*REQUIRED WORK:*
Retype every entry precisely and keep each line whole.

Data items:
--- START ---

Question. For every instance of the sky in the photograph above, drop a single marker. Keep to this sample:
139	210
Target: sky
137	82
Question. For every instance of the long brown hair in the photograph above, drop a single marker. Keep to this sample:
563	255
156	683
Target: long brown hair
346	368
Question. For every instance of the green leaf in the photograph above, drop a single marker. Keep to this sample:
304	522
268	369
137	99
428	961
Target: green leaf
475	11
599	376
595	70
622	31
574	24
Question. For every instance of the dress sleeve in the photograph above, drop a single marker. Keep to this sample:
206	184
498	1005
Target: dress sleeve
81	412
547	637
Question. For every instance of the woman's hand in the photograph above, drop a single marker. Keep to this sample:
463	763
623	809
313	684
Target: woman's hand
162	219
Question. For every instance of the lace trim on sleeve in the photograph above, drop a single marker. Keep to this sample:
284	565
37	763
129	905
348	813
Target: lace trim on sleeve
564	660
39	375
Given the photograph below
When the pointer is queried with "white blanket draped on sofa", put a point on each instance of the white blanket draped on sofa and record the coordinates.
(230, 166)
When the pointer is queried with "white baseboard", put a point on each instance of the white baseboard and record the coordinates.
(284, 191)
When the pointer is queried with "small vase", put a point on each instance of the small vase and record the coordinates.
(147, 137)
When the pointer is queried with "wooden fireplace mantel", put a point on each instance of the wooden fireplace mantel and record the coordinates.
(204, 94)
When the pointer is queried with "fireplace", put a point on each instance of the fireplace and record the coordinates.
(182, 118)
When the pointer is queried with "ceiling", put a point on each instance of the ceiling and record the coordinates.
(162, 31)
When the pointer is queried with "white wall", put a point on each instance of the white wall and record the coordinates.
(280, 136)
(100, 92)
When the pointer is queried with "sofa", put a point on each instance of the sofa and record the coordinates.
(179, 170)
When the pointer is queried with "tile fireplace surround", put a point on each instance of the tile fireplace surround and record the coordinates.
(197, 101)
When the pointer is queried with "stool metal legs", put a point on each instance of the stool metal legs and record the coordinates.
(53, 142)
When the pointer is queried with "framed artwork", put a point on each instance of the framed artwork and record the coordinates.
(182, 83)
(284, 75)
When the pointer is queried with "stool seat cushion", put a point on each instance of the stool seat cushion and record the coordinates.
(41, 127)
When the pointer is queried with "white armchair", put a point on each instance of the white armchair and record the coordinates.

--- END ---

*TASK ANSWER:*
Question. For every instance of the sky in the photograph above, drop a single marker. Keep to this sample:
139	210
Target: sky
137	82
Question. For every instance of the long brown hair in the photograph above, drop a single marker. Keep to this sample:
563	255
156	683
Target: long brown hair
346	368
Question. For every instance of the green leaf in the photograph above, drop a single marker. Keep to this sample:
304	522
268	369
137	99
428	961
Target: green leaf
475	11
599	376
595	70
622	31
574	24
Question. For every instance of the dress sleeve in the photograph above, drop a single marker. Keep to this sample:
206	184
498	1005
Target: dress sleeve
81	412
547	637
Question. For every instance of the woman's hand in the photograph above, drop a single marker. Keep to this sample:
463	763
623	809
313	684
Target: woman's hand
162	219
Question. For every instance of the lace trim on sleeve in the photograph above, drop a single marker. Keep to this sample:
284	565
37	763
129	905
348	813
Target: lace trim on sleeve
564	660
39	375
Given the photograph below
When the pointer is queried with "white blanket draped on sofa", put a point on each instance of the white blanket draped on sofa and record the coordinates.
(230, 166)
When the pointer is queried with "white baseboard", put a point on each instance of the white baseboard and record the coordinates.
(284, 191)
When the pointer is queried with "small vase", put a point on each instance of the small vase and record the coordinates.
(147, 137)
When the pointer is queried with "wooden fireplace mantel", put a point on each instance of the wooden fireplace mantel and record the coordinates.
(204, 94)
When the pointer is queried with "fireplace", put a point on each instance of the fireplace and record the coordinates.
(182, 118)
When the pointer is queried with "ceiling", put a point on each instance of the ceiling and record the coordinates.
(162, 31)
When the pointer is queried with "white wall", put a point on each instance of the white wall and record the coordinates.
(280, 136)
(100, 92)
When the pointer is queried with "sofa", put a point on each instance of the sofa and record the coordinates.
(179, 170)
When the pointer is queried with "tile fireplace surround", put a point on each instance of the tile fireplace surround and record the coordinates.
(197, 101)
When the pointer is queried with "stool metal legs", put a point on each instance of the stool metal legs and record the coordinates.
(53, 142)
When the pointer is queried with "framed artwork", put a point on each instance of the framed artwork and record the coordinates.
(182, 83)
(284, 75)
When the pointer is queried with "stool seat cushion", put a point on each instance of the stool seat cushion and record the coordinates.
(41, 127)
When the pointer is queried with "white armchair", put a point on each instance of the white armchair and record the coordinates.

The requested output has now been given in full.